— Task item —
Take each line of the records below that contains the string "point" and copy it.

Start of Block

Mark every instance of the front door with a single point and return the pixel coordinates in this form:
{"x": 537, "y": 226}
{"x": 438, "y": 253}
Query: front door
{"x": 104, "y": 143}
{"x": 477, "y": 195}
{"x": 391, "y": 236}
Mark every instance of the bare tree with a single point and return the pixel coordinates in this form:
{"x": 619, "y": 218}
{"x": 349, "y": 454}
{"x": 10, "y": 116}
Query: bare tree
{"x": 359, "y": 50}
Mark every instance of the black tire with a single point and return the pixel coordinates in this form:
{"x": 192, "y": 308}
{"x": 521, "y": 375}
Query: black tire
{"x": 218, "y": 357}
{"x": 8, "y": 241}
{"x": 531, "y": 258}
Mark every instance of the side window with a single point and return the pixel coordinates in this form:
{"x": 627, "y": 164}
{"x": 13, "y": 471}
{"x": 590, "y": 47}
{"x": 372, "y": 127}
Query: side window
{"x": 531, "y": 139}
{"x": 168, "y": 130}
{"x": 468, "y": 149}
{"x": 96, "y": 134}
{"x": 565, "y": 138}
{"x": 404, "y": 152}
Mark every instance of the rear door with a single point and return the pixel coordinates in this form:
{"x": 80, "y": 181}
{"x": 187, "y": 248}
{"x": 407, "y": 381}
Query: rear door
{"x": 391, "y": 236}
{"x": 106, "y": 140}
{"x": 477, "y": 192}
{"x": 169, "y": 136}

End of Block

— Result —
Mark every instance of the front door with a single point and return the pixel coordinates in this form:
Mark every instance of the bare tree with a single point and return the pixel coordinates in this form:
Mark every instance of the black tire with a single point and return the pixel coordinates in this form:
Mark every instance of the side window with a single point and return the pixel coordinates in this form:
Mark every instance of the rear door with a single point and return the pixel coordinates in this form:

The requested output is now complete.